◆ Written request: Count the lines in the material below that contain the string "eyebrow". Reply with the number alone.

[BEGIN]

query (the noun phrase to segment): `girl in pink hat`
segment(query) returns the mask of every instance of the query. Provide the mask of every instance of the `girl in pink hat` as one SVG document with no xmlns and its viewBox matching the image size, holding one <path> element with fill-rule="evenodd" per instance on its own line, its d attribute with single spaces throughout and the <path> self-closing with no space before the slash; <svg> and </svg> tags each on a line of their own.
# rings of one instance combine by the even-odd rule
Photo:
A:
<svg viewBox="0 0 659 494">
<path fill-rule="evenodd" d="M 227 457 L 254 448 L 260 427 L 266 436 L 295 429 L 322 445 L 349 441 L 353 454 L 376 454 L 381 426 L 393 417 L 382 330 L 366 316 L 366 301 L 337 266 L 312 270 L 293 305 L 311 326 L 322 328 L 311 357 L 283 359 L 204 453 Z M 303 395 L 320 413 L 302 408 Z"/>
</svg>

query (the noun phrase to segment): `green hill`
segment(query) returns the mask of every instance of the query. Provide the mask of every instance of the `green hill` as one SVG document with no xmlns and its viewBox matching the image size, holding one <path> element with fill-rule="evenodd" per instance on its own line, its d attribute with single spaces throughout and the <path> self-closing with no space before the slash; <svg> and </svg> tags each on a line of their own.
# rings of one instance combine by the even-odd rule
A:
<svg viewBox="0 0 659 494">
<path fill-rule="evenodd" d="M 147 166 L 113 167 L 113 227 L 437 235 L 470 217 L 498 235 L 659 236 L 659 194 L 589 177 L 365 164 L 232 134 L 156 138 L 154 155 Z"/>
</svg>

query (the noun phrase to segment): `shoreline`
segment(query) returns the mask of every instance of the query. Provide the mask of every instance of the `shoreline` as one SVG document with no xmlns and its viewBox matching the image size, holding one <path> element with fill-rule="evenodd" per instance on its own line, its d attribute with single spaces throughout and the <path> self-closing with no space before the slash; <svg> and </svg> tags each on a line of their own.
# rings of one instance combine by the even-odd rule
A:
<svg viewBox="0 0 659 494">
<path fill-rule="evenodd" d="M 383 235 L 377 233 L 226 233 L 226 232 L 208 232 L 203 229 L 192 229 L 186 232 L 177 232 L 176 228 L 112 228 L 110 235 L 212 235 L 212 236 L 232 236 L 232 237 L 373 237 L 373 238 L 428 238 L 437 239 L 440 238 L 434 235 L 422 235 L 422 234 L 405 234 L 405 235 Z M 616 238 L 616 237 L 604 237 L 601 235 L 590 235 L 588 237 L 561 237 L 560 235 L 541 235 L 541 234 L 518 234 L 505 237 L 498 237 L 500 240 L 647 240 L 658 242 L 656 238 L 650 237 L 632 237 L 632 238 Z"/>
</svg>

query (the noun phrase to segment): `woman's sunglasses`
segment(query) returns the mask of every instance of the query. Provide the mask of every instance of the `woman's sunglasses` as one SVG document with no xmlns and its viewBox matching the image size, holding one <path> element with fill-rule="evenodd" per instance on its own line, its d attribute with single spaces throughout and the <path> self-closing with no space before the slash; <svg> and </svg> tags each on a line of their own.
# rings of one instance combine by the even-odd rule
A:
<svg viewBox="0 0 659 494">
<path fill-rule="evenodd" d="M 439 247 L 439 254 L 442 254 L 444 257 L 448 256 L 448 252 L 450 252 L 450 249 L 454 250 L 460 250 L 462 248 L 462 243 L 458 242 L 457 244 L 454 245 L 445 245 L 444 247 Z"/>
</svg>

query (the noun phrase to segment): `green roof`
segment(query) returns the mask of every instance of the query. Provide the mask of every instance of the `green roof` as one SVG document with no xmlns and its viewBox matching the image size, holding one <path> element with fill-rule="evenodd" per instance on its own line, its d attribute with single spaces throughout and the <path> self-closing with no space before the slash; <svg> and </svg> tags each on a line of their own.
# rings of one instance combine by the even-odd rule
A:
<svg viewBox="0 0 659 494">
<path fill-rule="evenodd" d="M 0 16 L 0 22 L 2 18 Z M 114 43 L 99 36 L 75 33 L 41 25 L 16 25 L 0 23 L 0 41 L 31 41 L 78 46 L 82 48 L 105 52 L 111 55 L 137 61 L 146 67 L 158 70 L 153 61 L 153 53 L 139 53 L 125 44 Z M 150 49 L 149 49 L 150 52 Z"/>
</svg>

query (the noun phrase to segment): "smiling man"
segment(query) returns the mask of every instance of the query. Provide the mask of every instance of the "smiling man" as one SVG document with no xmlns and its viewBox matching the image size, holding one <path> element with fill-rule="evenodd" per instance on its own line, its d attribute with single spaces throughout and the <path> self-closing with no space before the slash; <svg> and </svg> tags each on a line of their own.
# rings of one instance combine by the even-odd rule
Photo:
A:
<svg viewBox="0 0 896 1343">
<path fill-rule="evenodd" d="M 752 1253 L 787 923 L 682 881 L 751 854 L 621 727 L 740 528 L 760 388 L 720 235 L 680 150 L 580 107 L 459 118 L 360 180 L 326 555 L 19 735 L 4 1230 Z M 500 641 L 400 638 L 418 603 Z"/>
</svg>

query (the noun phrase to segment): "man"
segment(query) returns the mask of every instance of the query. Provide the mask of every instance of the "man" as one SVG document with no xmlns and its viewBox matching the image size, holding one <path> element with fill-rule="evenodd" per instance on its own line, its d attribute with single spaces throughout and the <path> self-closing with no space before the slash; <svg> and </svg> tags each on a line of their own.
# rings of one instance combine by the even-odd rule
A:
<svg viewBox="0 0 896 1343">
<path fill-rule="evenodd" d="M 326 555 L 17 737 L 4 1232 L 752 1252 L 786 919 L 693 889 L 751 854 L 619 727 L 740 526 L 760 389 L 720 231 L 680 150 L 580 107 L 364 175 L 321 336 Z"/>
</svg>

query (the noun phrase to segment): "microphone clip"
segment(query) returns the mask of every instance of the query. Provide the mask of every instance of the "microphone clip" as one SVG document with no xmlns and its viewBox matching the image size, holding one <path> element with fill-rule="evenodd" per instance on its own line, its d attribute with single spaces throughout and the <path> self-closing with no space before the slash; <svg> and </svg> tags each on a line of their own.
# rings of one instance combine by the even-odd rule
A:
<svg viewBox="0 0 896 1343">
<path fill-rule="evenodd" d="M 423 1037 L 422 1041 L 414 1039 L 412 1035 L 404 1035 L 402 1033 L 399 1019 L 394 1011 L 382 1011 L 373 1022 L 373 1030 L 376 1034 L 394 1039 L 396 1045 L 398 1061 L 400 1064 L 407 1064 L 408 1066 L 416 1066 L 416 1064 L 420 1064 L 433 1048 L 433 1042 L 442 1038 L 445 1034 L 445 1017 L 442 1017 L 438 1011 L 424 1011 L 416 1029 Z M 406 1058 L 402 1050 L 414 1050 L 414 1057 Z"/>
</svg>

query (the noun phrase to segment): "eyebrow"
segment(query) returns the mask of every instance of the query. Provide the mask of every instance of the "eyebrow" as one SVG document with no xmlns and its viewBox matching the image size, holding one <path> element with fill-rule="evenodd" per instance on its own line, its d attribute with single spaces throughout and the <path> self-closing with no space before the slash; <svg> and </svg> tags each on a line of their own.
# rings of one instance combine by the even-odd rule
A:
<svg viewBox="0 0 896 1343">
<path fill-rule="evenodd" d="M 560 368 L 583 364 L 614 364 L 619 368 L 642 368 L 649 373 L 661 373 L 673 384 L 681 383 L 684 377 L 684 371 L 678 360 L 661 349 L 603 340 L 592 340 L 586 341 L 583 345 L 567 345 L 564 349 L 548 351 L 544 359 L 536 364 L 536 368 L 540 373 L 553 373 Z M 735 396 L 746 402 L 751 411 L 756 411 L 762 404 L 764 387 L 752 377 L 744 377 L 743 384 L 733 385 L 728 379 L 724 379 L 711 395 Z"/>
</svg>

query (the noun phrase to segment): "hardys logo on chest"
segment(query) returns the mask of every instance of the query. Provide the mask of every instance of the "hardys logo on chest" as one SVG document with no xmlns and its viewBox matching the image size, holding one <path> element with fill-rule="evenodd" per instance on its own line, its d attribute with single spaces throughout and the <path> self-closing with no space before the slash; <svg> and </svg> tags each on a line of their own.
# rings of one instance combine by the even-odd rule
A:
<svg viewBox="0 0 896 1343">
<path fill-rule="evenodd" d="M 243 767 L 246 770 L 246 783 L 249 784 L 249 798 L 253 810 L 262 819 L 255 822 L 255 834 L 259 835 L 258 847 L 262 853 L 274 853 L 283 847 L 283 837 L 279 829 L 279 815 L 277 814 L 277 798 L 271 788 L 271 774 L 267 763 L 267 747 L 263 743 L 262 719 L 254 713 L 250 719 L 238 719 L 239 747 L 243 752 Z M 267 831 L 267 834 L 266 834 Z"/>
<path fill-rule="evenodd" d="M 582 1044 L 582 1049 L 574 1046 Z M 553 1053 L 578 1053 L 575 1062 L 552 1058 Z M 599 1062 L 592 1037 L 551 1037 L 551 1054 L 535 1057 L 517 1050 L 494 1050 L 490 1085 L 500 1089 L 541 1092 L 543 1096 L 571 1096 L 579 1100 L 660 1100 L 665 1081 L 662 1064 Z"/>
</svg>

[END]

◆ Response to the task: 2